Dataset items:
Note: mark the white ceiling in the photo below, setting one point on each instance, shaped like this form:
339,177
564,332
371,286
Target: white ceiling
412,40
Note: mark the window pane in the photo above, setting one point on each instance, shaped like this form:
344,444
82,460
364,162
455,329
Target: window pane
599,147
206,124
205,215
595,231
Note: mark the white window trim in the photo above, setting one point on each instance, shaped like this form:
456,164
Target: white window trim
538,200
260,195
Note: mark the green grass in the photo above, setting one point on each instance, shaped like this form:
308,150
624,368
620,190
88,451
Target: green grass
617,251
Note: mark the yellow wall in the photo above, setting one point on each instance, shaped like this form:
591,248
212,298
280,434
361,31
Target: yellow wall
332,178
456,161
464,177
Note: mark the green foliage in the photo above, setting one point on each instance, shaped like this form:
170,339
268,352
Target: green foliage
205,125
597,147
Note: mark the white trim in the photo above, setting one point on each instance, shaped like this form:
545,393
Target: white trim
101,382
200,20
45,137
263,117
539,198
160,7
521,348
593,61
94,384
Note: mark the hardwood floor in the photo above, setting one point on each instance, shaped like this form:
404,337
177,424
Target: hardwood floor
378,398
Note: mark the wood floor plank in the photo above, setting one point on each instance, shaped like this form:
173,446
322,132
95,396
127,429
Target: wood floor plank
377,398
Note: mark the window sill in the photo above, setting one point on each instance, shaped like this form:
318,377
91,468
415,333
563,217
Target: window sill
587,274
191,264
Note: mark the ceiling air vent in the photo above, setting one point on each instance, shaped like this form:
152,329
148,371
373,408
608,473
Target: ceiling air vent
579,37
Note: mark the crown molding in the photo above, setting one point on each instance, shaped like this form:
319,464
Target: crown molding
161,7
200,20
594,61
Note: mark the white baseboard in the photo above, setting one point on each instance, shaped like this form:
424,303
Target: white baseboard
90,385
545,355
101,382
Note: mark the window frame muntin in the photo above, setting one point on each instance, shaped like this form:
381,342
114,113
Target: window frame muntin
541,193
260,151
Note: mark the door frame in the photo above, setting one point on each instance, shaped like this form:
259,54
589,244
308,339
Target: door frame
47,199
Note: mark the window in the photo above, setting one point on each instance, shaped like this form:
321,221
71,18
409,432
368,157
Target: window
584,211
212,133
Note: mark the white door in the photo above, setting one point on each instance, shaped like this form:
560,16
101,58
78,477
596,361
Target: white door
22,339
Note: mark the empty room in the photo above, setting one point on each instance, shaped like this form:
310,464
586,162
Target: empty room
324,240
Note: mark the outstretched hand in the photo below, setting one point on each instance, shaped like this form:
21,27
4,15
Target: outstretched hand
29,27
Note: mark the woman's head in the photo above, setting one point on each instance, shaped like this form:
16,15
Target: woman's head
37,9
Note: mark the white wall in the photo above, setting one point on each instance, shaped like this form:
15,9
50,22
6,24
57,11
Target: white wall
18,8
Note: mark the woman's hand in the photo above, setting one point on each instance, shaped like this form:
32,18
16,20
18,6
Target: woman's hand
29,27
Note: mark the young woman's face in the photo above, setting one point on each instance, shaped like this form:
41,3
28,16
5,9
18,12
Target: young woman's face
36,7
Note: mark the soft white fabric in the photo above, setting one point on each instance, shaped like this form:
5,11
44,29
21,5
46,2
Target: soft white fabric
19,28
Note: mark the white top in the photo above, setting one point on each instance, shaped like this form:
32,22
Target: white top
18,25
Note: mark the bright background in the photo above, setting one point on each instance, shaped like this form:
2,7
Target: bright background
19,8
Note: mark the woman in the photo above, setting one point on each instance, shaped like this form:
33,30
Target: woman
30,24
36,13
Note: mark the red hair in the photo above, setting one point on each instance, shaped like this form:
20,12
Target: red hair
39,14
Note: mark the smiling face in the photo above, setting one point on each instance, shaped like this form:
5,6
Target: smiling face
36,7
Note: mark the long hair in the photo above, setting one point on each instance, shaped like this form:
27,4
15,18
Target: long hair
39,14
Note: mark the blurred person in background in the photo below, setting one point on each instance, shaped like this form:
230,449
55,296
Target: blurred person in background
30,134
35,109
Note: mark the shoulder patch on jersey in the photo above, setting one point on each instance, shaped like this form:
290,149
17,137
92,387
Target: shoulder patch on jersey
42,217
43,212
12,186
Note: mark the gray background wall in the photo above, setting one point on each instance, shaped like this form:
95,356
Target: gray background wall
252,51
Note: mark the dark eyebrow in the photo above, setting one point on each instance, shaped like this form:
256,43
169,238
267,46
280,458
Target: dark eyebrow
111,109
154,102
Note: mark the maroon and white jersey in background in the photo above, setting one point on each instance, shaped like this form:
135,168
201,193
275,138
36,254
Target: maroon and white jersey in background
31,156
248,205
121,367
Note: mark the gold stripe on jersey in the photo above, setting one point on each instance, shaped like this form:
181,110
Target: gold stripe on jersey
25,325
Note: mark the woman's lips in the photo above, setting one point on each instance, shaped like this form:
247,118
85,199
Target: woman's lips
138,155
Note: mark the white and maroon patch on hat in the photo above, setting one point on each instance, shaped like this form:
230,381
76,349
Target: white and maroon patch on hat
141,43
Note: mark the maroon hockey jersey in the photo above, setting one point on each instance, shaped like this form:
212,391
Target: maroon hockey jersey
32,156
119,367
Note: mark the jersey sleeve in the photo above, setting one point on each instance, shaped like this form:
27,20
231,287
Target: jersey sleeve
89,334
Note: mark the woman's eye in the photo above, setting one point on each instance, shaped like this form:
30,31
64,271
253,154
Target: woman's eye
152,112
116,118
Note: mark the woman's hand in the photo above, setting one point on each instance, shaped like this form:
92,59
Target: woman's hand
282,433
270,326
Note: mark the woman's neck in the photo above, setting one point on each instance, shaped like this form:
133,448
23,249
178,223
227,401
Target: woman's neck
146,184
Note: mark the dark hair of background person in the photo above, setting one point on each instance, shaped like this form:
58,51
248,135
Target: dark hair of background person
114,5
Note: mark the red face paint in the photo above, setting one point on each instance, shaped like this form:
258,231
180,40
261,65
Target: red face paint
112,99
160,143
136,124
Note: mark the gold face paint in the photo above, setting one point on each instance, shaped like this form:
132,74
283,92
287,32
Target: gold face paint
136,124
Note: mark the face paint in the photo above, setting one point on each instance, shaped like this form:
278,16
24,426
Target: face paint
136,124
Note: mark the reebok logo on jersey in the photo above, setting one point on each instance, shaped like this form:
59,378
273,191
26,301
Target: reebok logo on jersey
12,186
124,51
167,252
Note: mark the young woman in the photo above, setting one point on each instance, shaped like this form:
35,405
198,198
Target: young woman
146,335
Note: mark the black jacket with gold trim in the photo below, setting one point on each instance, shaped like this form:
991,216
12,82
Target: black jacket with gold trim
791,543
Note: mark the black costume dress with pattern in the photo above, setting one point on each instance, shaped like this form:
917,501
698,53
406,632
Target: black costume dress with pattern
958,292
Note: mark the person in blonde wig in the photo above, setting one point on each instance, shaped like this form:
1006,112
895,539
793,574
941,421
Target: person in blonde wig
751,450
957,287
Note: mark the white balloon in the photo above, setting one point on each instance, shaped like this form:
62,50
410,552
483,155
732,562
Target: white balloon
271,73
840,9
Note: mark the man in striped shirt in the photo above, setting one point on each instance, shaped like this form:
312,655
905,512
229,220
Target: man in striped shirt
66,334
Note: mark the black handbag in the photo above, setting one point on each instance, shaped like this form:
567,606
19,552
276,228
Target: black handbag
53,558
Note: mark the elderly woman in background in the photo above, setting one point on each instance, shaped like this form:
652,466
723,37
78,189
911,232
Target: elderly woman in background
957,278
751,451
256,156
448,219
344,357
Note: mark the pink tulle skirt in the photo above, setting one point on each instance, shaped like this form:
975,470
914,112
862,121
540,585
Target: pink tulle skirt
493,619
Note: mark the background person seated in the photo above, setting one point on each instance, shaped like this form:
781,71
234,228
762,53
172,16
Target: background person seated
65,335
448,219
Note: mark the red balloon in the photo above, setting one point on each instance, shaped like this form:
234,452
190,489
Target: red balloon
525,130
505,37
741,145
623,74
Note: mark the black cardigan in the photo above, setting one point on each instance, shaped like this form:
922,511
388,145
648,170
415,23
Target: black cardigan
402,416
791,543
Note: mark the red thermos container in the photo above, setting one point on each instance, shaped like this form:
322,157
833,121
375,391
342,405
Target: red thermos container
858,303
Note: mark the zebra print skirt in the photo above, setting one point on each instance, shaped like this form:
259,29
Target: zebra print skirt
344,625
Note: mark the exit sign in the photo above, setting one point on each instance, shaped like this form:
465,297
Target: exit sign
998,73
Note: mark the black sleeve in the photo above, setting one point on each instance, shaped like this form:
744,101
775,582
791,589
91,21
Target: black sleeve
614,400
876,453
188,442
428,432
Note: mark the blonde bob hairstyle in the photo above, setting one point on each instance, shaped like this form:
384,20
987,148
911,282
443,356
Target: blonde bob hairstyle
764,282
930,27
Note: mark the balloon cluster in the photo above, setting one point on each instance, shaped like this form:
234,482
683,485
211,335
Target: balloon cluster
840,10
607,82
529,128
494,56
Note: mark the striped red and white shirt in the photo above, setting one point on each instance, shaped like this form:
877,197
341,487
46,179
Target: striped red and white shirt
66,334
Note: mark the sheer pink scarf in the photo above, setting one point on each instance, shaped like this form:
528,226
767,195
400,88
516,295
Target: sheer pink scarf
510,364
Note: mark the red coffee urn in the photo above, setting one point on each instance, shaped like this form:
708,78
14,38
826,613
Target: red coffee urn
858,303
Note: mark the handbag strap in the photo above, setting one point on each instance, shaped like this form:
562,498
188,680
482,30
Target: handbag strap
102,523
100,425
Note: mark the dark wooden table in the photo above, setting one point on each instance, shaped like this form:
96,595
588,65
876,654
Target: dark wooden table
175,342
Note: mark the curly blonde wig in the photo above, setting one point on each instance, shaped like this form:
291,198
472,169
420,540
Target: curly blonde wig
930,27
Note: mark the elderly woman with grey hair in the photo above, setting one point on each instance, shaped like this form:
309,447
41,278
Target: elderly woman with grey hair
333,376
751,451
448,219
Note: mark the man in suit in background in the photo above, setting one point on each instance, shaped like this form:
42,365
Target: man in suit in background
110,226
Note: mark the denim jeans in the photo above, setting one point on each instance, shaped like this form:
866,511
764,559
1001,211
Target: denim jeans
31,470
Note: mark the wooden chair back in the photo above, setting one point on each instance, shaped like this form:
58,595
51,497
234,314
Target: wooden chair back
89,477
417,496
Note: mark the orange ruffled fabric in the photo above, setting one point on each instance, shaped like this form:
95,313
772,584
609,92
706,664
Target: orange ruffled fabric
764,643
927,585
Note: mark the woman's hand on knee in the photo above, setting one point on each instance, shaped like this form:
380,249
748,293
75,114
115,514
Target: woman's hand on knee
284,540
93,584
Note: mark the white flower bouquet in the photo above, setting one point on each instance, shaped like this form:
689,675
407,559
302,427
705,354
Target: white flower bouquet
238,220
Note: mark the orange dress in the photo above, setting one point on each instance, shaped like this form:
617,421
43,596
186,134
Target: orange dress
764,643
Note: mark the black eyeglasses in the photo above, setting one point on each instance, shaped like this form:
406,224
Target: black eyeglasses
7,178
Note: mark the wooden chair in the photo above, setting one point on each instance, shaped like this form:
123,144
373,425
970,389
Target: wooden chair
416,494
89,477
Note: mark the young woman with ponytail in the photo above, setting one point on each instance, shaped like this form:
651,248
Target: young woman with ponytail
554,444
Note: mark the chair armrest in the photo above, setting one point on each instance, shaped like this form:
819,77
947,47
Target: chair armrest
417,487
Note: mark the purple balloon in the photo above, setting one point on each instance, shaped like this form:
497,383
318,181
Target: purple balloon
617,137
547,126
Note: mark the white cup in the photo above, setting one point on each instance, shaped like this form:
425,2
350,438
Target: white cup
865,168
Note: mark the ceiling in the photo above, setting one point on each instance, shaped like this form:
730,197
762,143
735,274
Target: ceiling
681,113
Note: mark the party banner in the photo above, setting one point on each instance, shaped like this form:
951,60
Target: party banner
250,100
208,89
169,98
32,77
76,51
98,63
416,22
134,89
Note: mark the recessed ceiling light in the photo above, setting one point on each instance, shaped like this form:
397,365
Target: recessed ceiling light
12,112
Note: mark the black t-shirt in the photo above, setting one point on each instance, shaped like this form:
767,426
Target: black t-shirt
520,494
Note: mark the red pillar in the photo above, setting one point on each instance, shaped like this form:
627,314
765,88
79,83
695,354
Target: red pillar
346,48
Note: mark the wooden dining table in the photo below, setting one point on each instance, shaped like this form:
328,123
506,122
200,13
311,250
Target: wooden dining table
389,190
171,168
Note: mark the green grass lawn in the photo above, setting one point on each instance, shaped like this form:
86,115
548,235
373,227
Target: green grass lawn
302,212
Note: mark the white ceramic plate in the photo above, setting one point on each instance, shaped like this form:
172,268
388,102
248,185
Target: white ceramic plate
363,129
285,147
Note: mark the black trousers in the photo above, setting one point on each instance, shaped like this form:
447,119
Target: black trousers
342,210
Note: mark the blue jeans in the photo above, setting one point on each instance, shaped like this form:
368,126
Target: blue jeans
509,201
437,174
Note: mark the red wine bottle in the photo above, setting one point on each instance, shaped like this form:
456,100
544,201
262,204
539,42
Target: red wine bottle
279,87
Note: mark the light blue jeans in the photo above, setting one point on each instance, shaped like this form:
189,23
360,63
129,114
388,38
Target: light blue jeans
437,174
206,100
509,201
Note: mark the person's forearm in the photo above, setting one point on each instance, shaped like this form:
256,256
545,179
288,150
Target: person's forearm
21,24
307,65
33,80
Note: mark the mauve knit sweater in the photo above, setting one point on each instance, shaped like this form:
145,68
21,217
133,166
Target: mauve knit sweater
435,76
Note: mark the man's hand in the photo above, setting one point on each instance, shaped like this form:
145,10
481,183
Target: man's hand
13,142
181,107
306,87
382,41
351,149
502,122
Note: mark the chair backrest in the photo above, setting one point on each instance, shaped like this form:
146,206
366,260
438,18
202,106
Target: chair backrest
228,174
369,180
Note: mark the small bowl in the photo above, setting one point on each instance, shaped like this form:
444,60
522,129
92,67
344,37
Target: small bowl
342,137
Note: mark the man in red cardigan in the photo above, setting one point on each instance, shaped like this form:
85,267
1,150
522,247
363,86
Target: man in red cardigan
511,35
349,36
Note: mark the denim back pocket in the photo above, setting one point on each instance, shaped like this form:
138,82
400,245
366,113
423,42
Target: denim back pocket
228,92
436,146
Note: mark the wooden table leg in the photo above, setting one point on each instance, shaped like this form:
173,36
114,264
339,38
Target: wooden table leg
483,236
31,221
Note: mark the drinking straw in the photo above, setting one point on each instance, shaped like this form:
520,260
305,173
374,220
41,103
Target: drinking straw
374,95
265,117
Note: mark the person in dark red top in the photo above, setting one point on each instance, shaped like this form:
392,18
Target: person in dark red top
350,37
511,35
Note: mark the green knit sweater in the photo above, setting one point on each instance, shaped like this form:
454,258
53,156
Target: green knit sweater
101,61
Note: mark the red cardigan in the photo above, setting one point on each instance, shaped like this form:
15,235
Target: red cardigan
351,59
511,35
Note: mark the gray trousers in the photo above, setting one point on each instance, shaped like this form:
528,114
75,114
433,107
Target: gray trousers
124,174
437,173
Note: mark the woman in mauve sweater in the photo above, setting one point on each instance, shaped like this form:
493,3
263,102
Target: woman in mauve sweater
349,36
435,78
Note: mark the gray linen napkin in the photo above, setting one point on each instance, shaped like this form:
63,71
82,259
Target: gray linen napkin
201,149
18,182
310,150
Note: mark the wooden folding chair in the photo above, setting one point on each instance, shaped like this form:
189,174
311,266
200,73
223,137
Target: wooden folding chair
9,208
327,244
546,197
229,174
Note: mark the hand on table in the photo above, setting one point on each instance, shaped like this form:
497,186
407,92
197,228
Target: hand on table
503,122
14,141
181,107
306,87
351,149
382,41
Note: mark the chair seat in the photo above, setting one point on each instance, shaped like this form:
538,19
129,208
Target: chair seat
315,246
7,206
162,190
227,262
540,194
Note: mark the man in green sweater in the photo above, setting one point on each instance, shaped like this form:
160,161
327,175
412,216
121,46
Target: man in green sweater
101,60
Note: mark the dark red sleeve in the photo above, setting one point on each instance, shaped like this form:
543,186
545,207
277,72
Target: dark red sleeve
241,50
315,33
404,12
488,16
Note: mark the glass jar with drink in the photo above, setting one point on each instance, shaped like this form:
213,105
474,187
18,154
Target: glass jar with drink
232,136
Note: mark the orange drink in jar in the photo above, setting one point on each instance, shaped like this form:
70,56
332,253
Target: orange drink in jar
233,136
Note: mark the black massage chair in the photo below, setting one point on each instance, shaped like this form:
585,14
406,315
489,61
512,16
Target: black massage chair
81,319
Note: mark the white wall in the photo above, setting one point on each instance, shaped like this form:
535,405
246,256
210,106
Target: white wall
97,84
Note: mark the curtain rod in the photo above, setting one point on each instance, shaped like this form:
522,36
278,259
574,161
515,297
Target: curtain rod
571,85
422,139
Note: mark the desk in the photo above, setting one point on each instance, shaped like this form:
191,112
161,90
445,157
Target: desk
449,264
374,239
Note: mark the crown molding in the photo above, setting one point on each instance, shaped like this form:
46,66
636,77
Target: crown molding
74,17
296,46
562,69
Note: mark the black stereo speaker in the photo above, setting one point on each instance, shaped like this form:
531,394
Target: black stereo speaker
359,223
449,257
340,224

> _What is being asked_
Extract, verbatim, the lines from the one containing "Note: mark the curtain" through the last line of the listing above.

> _Response to this task_
Note: mark the curtain rod in the photo above, setting one point on each instance, shaped like this form:
522,36
278,259
574,161
515,297
Target: curtain rod
571,85
422,139
Note: mark the desk in the photo above, setting one point on each instance, shaped like this form:
191,112
161,90
445,157
Target: desk
449,264
374,239
Note: mark the crown molding in the photo above, setting one point on each instance, shaped like this form:
46,66
636,77
Target: crown molding
74,17
296,46
562,69
Note: mark the black stereo speaker in the photo above, setting one point on each instance, shaped like this form:
531,394
Target: black stereo speaker
359,223
449,257
340,224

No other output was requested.